# WHAT TO WORK ON:
1. In the passage about marriage, how old is A?
2. Please write the next part of the passage about marriage, following on from its final line.

[PROVIDED PASSAGE — start]

A Brief Introduction

Marriage.

As a young girl, marriage seemed an inevitable end goal, and it was commonplace (almost even required) for myself and my peers to plan elaborate ceremonies and construct detailed lists of requirements for our future spouses. It was easy to discuss becoming someone’s wife, but as I grew older, marriage became more and more of a concern rather than a delight. At the age of 18, when I mention the words “wedding” or “husband,” my friends almost recoil, as though I am spreading some sort of plague and they don’t wish to be infected. Spending your life in a monogamous relationship no longer seems to hold its former appeal, and getting married at my age? It’s considered insane, irresponsible, and destined for disaster.

That being said, I am getting married.

I do not consider myself to be a poor decision maker, nor did I really see myself ever becoming someone’s wife until very recently. I was self-sufficient and independent, and I would take care of myself all while being unbridled and free to flirt with whomever I pleased.

And then I met A.

We have a very untraditional love story, the least aspect of which being our young age (I am only 18, and A is 19.) Very few people know of our impending matrimony as it has not yet been publicly announced, but it seems that those who do know are split: many of them believe us to be “the perfect couple,” but many of them also openly call us fools for “tying ourselves down so quickly.” While I can see where they are coming from, I believe A and myself to be anything but stupid: we are in love.

And our love is very, very real.

[PROVIDED PASSAGE — finish]
[SUPPLIED RECORDS — start]

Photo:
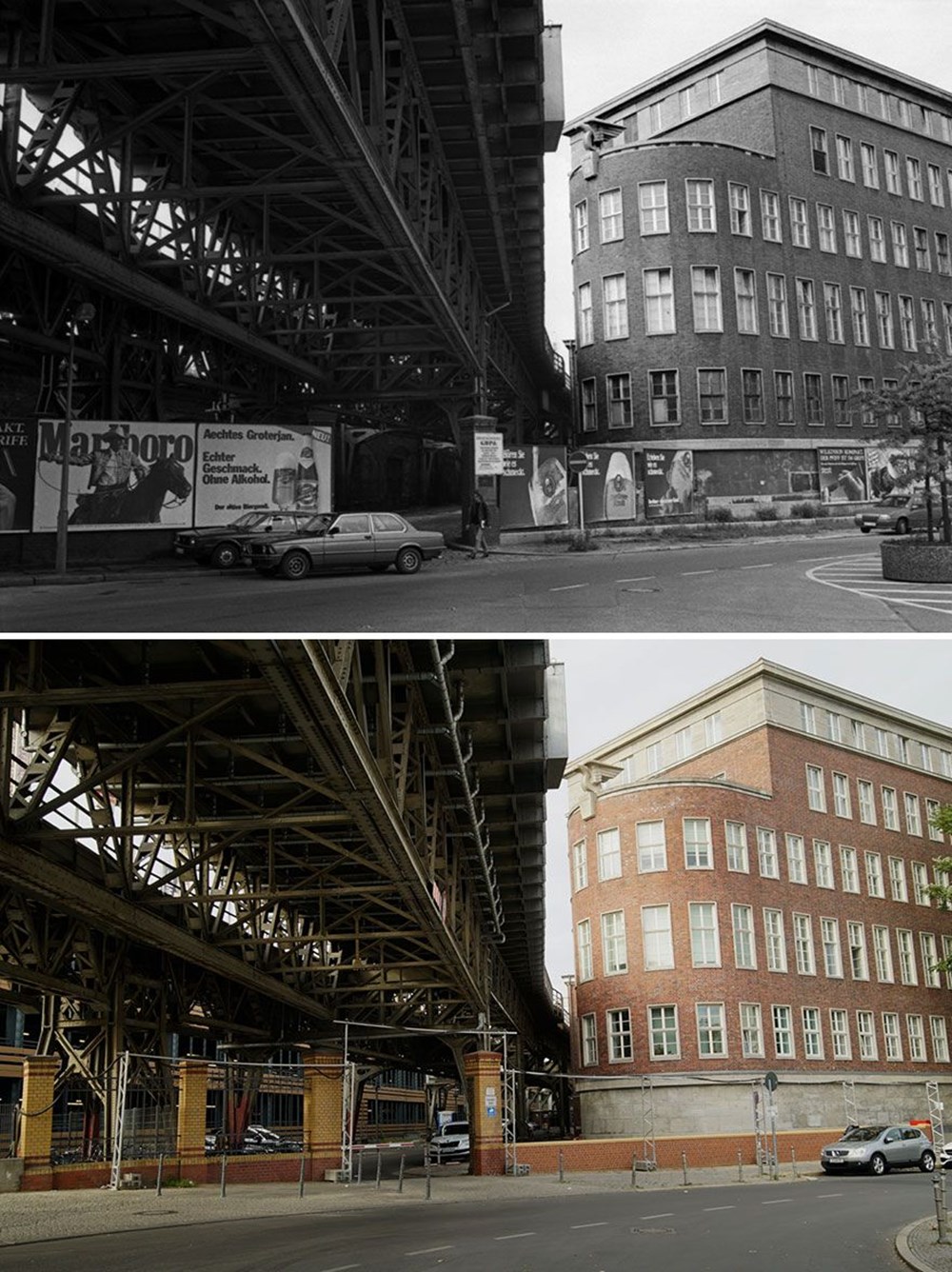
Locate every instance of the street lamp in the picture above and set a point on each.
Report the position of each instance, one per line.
(84, 314)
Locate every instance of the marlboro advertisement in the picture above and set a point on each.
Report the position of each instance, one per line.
(248, 468)
(533, 487)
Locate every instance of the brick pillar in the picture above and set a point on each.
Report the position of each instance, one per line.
(484, 1074)
(192, 1099)
(37, 1123)
(323, 1109)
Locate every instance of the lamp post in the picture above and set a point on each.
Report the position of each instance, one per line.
(86, 313)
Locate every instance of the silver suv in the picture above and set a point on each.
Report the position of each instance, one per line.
(879, 1149)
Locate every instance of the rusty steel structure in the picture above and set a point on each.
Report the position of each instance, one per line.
(275, 844)
(277, 207)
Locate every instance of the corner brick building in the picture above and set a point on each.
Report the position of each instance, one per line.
(758, 234)
(749, 877)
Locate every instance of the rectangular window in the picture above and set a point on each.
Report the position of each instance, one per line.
(614, 954)
(825, 228)
(590, 1042)
(783, 396)
(768, 862)
(774, 940)
(705, 295)
(753, 392)
(858, 964)
(712, 1040)
(812, 1034)
(806, 308)
(584, 940)
(833, 306)
(751, 1029)
(610, 215)
(609, 854)
(619, 398)
(883, 954)
(659, 302)
(739, 197)
(652, 850)
(580, 865)
(783, 1032)
(615, 307)
(865, 1032)
(743, 924)
(702, 218)
(803, 944)
(581, 220)
(770, 216)
(833, 956)
(712, 394)
(800, 223)
(823, 864)
(705, 942)
(652, 207)
(619, 1034)
(839, 1032)
(745, 300)
(664, 397)
(796, 859)
(656, 938)
(663, 1026)
(698, 854)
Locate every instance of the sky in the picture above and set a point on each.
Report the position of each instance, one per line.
(613, 685)
(610, 46)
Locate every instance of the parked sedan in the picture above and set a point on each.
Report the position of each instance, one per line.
(877, 1149)
(371, 540)
(896, 513)
(223, 546)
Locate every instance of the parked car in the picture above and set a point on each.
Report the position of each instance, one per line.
(896, 513)
(371, 540)
(223, 546)
(877, 1149)
(450, 1143)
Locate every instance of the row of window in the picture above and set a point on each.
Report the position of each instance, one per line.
(820, 405)
(703, 924)
(702, 218)
(843, 310)
(664, 1036)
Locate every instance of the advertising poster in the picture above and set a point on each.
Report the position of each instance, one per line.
(120, 473)
(18, 466)
(842, 474)
(248, 468)
(534, 487)
(607, 485)
(668, 483)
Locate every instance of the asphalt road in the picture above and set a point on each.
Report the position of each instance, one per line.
(848, 1223)
(768, 586)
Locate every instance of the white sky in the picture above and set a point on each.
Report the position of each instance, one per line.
(613, 685)
(609, 46)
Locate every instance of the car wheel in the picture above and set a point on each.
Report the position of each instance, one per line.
(295, 565)
(224, 556)
(408, 560)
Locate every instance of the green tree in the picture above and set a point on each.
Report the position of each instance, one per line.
(918, 413)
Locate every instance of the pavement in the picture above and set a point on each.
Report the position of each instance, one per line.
(26, 1218)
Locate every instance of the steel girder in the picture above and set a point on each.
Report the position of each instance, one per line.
(299, 186)
(262, 840)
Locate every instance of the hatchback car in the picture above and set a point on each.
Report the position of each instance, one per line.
(223, 546)
(877, 1149)
(896, 513)
(371, 540)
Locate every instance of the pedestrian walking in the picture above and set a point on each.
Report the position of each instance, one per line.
(478, 519)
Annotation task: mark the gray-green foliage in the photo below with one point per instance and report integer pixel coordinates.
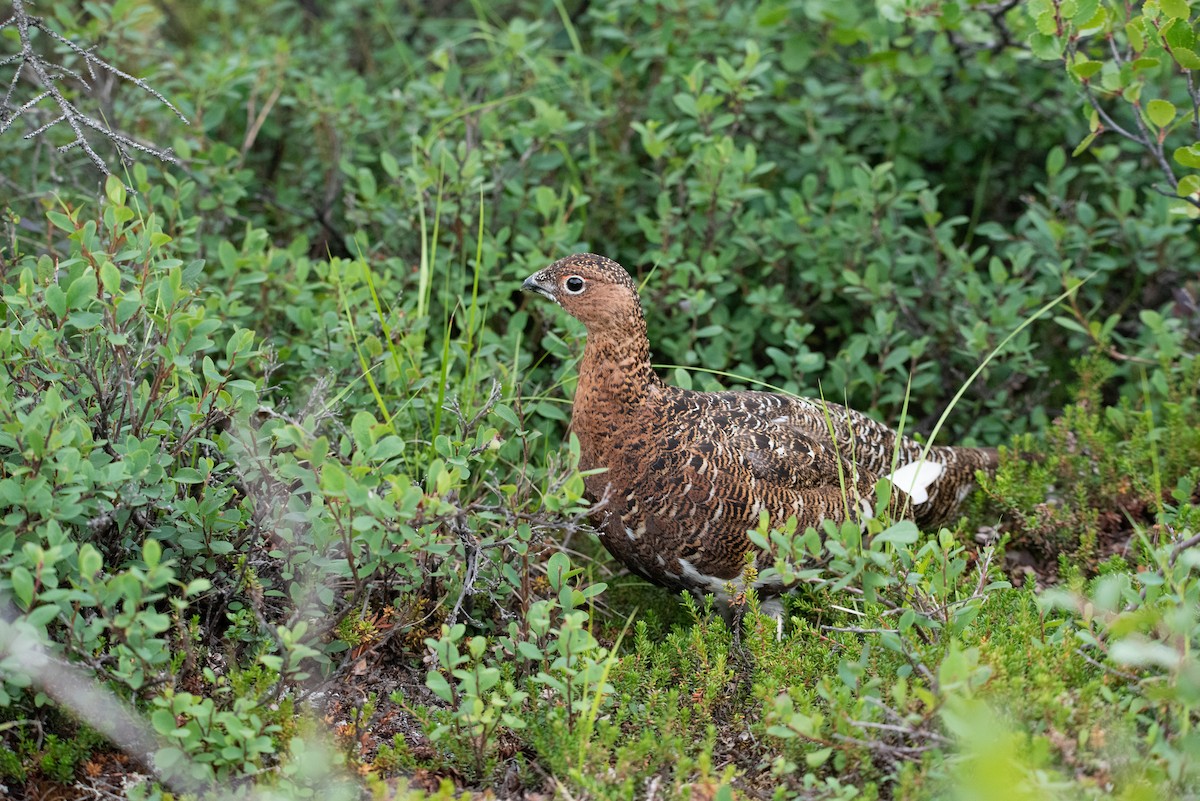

[SUPPLIED RECORDS — finish]

# ANSWERS TO THE TASKS:
1. A is 19.

2.
I guess the purpose behind creating this blog is to alleviate many of the frustrations that I feel as a young bride-to-be, and to also keep all of my scattered wedding thoughts organized in one place. I want to be able to reveal my life and my dreams without shame—because, after all, each of you is a faceless username on a computer screen, and you cannot truly harm me.

Right?

I want to be able to share my happiness and to alleviate the fears of girls like me (because I am still very much a girl, not yet fully a woman) regarding marriage, or even long-term relationships. Maybe even relationships in general! It’s true that my life does not revolve around A, but he is a large part of it, and will only take over more next year (our date is set for October 3, 2015.) I honestly just want to be able to vent, and this blog provides me with that opportunity, and I hope that I can help someone out there, somehow.

That’s all I have for this introduction. My next post will give some more background information into myself and into A, and the one following it will hopefully detail more of our love story, but I don’t know what kind of schedule I’m going to be on here. There will be times when I cluster post and times I go without posting for a bit, so please forgive me, dear readers! I hope you’ll all remain for this crazy journey of love and life.